━━ Provided material

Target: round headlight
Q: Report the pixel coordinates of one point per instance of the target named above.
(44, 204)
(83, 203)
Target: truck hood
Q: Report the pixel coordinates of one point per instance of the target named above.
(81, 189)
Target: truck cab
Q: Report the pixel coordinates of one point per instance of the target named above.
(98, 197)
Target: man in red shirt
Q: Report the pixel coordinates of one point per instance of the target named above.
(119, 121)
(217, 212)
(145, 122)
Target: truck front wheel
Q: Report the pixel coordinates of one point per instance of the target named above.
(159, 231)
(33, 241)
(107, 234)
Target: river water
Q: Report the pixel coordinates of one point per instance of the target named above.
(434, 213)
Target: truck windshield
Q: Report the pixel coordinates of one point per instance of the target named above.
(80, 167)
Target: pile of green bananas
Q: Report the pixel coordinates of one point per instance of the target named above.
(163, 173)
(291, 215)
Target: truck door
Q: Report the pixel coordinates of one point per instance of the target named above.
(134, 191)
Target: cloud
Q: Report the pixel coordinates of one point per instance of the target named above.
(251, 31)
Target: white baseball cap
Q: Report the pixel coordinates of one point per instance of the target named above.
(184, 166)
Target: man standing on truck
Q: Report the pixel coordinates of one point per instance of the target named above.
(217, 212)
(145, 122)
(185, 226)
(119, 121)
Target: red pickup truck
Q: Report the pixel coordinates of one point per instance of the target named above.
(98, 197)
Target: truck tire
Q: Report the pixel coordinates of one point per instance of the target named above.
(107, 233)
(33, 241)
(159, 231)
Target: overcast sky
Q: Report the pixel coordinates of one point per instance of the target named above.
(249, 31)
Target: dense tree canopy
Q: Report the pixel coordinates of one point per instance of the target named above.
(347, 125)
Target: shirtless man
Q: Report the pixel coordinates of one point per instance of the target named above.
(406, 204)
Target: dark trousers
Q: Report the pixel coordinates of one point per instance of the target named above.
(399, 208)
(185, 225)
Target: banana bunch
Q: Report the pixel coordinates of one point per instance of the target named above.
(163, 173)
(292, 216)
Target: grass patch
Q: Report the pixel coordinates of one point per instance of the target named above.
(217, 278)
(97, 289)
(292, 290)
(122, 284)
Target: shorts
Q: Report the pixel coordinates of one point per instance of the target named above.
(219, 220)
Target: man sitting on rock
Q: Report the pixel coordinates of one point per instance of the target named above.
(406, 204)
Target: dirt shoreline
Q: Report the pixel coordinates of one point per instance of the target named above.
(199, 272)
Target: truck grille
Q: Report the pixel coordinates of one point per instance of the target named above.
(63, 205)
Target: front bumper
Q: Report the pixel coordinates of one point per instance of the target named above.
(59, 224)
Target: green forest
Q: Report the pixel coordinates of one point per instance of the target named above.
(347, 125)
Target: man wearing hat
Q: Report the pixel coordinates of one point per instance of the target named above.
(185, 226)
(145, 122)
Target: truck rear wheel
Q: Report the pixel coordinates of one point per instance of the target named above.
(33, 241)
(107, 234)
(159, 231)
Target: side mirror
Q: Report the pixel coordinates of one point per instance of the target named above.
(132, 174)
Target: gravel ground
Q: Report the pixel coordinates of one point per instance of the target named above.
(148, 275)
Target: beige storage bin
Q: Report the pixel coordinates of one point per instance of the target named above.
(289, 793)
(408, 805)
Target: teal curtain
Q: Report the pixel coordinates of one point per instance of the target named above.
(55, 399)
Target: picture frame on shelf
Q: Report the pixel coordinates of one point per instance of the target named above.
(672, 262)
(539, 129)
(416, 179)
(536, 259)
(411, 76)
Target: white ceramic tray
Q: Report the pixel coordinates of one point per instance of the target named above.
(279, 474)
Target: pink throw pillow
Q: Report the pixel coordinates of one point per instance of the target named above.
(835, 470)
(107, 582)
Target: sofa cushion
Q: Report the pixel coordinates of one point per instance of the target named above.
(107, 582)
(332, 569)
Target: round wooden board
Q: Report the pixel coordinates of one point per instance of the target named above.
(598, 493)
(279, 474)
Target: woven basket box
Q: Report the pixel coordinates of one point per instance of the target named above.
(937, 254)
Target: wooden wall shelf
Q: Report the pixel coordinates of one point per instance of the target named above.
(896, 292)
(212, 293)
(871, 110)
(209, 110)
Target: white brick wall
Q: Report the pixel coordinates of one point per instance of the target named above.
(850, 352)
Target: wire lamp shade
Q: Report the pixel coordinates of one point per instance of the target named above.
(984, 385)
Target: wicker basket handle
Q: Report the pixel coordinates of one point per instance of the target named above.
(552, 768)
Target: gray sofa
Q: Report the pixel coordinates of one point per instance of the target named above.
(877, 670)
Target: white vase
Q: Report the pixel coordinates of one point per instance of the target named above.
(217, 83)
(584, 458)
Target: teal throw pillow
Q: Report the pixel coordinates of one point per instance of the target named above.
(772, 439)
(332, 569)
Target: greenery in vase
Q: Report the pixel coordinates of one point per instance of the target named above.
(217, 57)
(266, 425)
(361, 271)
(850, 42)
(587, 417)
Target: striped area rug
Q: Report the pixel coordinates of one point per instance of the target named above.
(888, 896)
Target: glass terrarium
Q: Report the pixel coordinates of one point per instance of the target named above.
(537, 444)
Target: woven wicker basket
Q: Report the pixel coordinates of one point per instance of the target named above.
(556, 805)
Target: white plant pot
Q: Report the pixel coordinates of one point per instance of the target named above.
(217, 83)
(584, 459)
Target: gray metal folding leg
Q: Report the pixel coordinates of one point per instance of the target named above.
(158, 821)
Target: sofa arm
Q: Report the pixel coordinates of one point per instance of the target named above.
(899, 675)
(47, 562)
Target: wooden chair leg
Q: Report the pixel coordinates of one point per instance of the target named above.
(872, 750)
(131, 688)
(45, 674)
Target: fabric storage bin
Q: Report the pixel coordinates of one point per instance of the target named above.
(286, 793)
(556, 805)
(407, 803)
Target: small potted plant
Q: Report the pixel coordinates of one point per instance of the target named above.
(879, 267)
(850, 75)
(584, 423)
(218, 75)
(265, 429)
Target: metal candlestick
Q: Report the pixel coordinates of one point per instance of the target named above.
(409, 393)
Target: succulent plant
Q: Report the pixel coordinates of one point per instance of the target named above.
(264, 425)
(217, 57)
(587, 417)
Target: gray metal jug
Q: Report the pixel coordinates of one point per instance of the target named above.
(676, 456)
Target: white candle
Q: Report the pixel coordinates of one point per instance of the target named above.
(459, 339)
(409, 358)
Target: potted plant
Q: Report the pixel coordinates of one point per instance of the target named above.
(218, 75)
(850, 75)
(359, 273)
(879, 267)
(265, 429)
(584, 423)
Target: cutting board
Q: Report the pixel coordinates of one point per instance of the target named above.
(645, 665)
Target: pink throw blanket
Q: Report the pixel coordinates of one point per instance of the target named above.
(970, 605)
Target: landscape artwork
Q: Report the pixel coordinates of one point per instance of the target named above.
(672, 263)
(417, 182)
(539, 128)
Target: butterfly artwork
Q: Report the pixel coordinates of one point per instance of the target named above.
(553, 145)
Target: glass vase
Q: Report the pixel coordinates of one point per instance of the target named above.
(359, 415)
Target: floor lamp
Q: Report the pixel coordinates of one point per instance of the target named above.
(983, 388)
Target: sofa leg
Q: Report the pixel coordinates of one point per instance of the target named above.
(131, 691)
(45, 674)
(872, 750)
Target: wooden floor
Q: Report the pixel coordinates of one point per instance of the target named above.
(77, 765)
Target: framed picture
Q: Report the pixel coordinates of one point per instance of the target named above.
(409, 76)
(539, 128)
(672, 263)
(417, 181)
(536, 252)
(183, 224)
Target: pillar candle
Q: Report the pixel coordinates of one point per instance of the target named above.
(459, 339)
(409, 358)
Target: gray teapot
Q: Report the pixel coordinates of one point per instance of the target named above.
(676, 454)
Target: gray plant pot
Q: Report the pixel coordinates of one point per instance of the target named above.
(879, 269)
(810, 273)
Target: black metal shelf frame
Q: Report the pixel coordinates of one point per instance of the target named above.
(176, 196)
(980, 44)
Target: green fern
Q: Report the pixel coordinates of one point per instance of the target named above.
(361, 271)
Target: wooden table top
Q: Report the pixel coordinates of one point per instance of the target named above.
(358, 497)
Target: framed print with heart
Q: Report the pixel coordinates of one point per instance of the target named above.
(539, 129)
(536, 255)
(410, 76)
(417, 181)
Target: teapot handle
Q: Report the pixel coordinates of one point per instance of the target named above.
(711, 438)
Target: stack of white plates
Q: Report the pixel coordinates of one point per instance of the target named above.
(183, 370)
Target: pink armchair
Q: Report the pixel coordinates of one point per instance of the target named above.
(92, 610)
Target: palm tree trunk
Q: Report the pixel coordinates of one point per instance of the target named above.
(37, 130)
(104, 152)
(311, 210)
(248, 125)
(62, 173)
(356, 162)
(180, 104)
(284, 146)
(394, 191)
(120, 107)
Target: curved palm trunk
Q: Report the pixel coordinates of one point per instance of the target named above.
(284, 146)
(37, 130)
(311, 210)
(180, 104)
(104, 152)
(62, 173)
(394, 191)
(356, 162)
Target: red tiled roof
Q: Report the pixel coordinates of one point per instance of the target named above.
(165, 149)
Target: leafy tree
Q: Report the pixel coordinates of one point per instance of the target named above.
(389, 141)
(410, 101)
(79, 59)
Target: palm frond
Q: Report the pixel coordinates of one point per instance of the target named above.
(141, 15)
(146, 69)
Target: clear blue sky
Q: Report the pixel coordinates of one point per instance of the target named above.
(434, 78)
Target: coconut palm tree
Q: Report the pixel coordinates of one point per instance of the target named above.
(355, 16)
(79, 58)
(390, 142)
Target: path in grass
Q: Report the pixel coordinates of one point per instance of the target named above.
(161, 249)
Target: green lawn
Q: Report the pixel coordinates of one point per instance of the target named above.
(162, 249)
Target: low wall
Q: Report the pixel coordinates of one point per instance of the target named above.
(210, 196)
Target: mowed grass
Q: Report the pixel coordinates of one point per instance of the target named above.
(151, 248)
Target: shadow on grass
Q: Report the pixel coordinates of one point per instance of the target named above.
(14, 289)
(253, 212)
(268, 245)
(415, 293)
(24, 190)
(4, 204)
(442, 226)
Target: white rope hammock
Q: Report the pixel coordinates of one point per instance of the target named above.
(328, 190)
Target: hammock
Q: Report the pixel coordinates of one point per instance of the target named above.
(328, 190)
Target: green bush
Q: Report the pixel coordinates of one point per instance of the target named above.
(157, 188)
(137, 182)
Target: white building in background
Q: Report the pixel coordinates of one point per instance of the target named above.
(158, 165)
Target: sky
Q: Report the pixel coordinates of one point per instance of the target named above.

━━━━

## What you have to do:
Write out again, exactly, the lines from the one holding "Target: palm frond" through the end of the listing, with both ends included.

## Task output:
Target: palm frond
Q: Report the pixel coordinates of one point per instance of the target named above.
(141, 15)
(146, 69)
Target: clear blue sky
Q: Report the pixel coordinates of one point per instance of the target named above.
(434, 78)
Target: coconut palm tree
Q: Report the pixel coordinates of one point per instance of the target named above.
(355, 16)
(79, 58)
(390, 142)
Target: path in grass
Q: Report the pixel coordinates of one point per instance of the target named above.
(161, 249)
Target: green lawn
Q: Report the pixel coordinates of one point per instance of the target named above.
(162, 249)
Target: low wall
Q: Report the pixel coordinates of one point per instance of the target named above.
(210, 196)
Target: mowed grass
Q: Report the pixel coordinates of one point per instance of the target named above.
(151, 248)
Target: shadow on grass
Q: Report the pixel coordinates of one point per instance of the target named above.
(14, 289)
(253, 212)
(268, 245)
(415, 293)
(24, 190)
(4, 204)
(442, 226)
Target: white rope hammock
Q: Report the pixel coordinates of one point per instance of the target named above.
(328, 190)
Target: hammock
Q: Report the pixel coordinates of one point per instance of the target named above.
(328, 190)
Target: green bush
Q: Report the pixel coordinates of one point per instance of the target named above.
(157, 188)
(137, 182)
Target: white building in background
Q: Report the pixel coordinates of one point per instance of the target named above.
(158, 165)
Target: sky
Q: Report the pixel coordinates of one point per instance of the target named above.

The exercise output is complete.